Task brief →
For the listing below, report all lines that hold the word "detect".

Material to process →
┄┄┄┄┄┄┄┄┄┄┄┄┄┄┄┄┄┄┄┄

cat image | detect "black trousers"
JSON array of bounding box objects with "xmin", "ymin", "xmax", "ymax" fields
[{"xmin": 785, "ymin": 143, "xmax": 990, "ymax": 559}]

┄┄┄┄┄┄┄┄┄┄┄┄┄┄┄┄┄┄┄┄

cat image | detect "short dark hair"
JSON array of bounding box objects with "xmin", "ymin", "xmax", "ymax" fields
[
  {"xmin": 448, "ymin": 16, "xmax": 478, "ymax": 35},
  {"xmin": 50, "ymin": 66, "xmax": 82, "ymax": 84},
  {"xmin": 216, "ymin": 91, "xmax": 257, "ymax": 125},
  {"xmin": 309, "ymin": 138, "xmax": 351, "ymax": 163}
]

┄┄┄┄┄┄┄┄┄┄┄┄┄┄┄┄┄┄┄┄

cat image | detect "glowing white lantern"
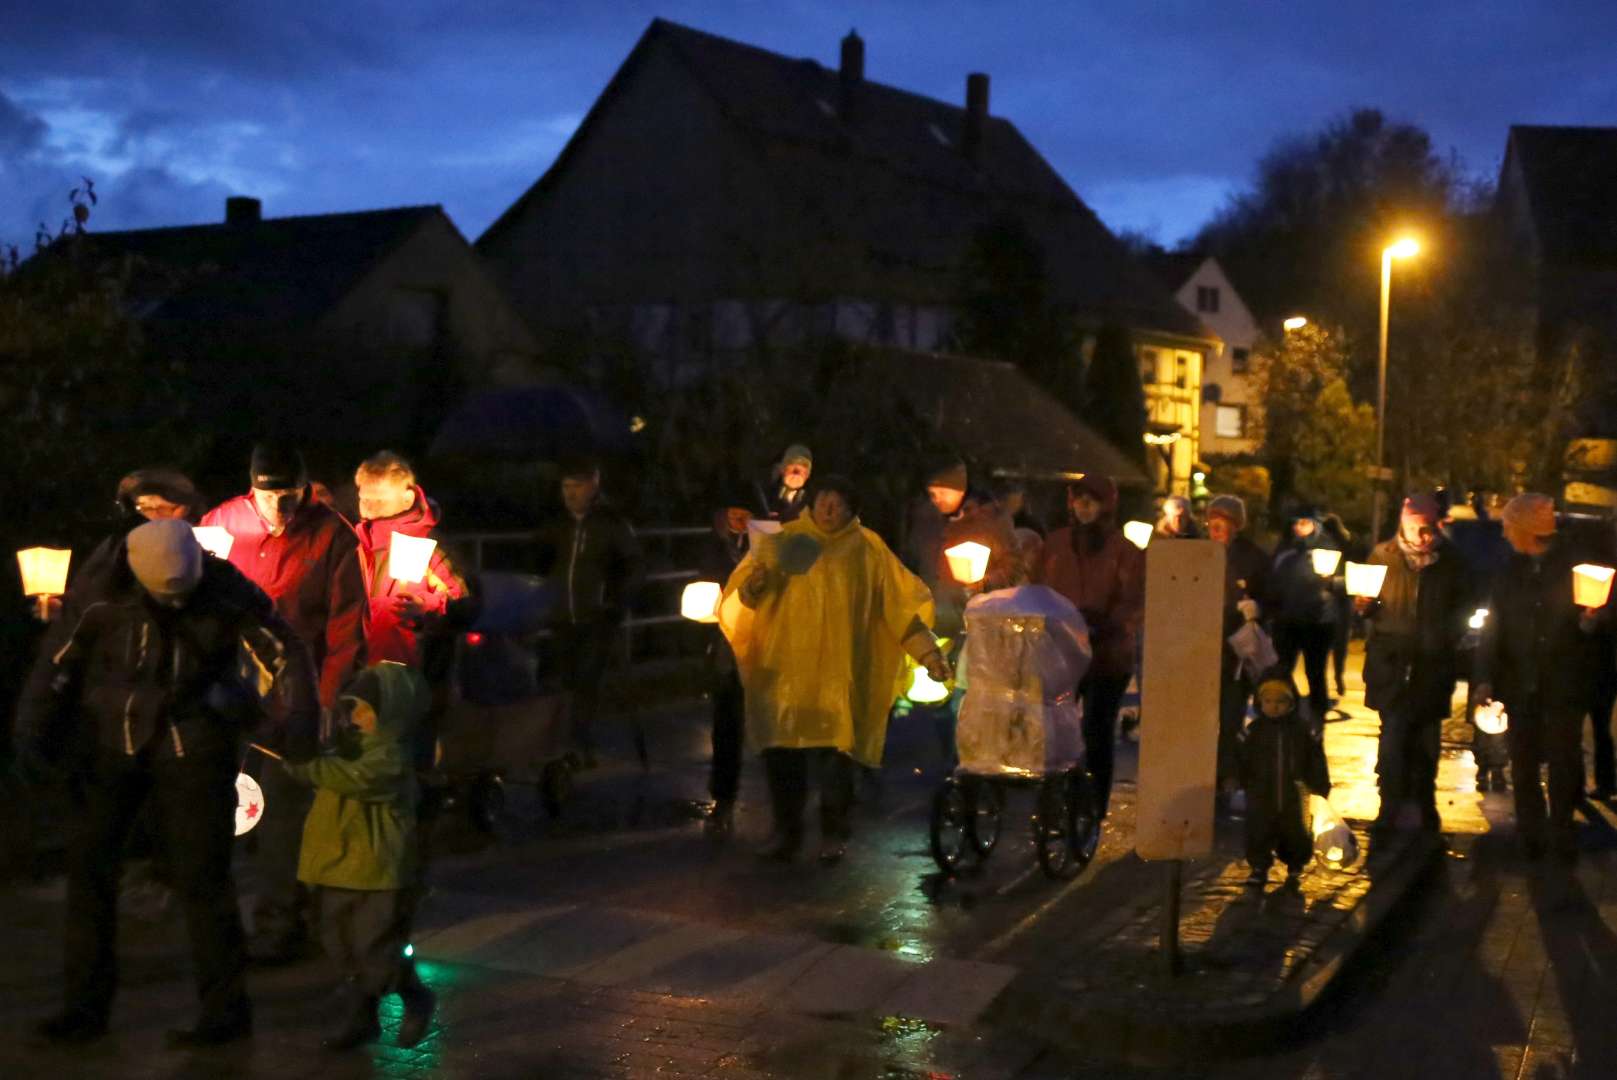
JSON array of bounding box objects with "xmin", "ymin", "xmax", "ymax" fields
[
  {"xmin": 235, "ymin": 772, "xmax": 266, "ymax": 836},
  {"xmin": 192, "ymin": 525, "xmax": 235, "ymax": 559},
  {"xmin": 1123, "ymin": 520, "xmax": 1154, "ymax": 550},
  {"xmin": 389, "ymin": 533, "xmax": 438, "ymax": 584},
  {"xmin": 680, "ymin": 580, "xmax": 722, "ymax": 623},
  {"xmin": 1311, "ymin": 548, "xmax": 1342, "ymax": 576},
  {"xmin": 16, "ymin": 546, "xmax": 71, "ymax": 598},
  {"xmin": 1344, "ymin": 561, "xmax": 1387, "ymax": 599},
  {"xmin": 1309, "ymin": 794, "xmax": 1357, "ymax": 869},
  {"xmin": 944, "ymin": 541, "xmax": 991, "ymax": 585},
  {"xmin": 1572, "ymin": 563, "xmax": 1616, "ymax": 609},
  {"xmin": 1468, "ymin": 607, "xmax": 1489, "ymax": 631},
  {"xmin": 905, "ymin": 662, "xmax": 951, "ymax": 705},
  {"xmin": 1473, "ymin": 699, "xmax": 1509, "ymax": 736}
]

┄┄┄┄┄┄┄┄┄┄┄┄┄┄┄┄┄┄┄┄

Worked solution →
cat image | detect "black trousers"
cat image | detect "short dark hair"
cat image | detect "glowing white lantern"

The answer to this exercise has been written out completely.